──────── Input data ────────
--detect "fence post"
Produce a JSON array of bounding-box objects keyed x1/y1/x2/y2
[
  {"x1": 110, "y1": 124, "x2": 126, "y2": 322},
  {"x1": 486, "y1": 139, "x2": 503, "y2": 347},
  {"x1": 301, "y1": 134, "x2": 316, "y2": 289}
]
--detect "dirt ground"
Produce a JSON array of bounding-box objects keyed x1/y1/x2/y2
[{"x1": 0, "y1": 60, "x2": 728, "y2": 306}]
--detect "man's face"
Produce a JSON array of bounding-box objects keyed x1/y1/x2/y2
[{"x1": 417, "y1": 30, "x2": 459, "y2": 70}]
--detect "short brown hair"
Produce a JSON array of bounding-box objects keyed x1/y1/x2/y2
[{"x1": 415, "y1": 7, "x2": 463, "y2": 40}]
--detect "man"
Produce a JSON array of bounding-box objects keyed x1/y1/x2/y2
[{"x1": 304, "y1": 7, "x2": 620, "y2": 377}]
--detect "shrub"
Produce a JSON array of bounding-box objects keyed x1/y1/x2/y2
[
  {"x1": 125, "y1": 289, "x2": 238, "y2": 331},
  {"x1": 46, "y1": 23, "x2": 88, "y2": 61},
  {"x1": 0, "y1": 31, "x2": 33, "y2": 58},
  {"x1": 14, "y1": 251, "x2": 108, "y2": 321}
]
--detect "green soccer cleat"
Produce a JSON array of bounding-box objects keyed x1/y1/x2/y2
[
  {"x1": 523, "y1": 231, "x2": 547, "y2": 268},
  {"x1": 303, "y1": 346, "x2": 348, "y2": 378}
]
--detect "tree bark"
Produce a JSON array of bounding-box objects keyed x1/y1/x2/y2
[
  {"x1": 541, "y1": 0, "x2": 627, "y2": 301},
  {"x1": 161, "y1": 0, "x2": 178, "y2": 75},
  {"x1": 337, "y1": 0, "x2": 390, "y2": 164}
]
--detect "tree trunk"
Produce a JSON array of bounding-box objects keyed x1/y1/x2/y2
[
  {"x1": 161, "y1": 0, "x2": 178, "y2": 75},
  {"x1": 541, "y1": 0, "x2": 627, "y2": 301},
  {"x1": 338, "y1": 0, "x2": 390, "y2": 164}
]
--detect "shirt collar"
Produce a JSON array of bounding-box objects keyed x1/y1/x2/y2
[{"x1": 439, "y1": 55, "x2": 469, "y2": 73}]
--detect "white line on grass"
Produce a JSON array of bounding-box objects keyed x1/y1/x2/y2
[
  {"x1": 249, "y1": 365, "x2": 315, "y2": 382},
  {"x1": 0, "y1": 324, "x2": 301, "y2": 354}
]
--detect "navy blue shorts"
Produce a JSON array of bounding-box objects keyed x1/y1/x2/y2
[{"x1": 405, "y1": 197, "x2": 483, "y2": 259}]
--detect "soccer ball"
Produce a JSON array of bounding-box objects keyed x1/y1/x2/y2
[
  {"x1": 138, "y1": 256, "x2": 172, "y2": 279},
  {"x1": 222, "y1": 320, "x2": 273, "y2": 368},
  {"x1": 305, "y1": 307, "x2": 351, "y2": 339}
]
────────
──────── Input data ────────
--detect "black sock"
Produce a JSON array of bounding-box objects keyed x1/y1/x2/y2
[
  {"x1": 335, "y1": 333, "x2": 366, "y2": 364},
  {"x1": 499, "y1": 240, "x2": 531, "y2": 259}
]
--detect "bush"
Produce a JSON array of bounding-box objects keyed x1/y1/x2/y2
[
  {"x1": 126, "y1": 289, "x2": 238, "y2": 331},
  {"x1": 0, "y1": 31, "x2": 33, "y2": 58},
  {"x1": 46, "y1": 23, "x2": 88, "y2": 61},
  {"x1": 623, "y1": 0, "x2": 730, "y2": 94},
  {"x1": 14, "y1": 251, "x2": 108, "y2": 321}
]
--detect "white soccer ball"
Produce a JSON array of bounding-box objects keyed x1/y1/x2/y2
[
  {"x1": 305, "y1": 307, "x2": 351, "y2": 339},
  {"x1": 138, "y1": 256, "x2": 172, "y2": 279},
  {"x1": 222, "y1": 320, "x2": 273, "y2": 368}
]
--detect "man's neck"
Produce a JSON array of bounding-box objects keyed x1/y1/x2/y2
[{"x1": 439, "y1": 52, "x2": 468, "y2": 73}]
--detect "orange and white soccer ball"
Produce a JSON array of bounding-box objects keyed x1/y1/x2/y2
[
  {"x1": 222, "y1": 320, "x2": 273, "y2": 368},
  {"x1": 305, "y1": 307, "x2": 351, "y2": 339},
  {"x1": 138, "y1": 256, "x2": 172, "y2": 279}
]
────────
▸ Exercise goal:
Look for the word "soccer" in every line of the records. State how many lines contain it, and write only the number.

▸ Reply to the exercise:
4